Saved entries:
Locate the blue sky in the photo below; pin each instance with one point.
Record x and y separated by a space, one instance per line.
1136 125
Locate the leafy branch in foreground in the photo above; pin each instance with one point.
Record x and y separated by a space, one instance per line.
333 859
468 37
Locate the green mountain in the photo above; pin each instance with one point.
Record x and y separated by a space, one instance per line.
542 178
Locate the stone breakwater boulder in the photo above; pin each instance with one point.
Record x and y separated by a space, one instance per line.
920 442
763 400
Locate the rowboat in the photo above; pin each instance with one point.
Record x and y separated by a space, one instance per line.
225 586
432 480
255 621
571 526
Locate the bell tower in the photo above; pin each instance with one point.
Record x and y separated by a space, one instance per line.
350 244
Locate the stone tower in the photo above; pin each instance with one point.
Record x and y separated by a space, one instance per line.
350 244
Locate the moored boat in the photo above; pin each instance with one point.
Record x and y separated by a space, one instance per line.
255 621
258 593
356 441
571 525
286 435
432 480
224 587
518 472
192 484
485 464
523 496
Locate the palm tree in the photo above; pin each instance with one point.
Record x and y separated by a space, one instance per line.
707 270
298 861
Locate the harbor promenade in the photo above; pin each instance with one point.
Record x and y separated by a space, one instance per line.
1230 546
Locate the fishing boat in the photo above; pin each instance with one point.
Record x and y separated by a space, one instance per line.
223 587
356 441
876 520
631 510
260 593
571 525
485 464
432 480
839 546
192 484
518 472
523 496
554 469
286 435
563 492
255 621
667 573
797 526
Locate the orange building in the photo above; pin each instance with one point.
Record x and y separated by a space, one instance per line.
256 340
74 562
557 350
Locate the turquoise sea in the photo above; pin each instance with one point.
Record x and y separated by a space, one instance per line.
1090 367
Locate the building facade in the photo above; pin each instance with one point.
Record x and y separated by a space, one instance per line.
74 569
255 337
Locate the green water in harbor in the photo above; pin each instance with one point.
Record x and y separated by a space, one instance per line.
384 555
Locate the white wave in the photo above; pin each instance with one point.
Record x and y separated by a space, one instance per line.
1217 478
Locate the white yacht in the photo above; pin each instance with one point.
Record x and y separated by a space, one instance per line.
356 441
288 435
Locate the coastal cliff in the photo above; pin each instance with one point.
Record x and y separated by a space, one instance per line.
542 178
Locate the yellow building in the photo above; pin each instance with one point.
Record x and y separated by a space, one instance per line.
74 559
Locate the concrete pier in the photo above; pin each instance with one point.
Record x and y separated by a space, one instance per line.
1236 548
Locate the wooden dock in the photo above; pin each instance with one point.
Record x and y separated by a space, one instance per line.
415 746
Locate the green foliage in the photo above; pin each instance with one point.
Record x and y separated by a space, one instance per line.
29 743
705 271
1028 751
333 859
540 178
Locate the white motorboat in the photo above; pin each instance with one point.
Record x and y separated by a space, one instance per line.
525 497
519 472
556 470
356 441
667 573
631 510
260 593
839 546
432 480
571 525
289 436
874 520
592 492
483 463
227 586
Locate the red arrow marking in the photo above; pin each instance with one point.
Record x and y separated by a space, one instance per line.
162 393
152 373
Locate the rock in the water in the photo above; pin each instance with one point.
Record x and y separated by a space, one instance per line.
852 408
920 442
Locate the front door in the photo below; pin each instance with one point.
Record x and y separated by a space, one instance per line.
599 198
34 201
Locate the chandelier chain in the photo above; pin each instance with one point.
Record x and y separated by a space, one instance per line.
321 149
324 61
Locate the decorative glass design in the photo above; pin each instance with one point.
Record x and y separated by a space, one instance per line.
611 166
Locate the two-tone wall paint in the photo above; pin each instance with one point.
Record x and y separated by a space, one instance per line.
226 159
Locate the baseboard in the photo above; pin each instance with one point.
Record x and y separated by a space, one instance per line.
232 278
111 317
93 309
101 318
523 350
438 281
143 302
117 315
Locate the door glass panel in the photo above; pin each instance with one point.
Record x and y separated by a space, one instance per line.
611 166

What the exercise asks:
Starting from the records above, filter out all lines except those containing the word "door".

Answer below:
Locate the front door in the photo below; pin each instance with one point.
Locate the door glass panel in the photo above; pin each instance with one point.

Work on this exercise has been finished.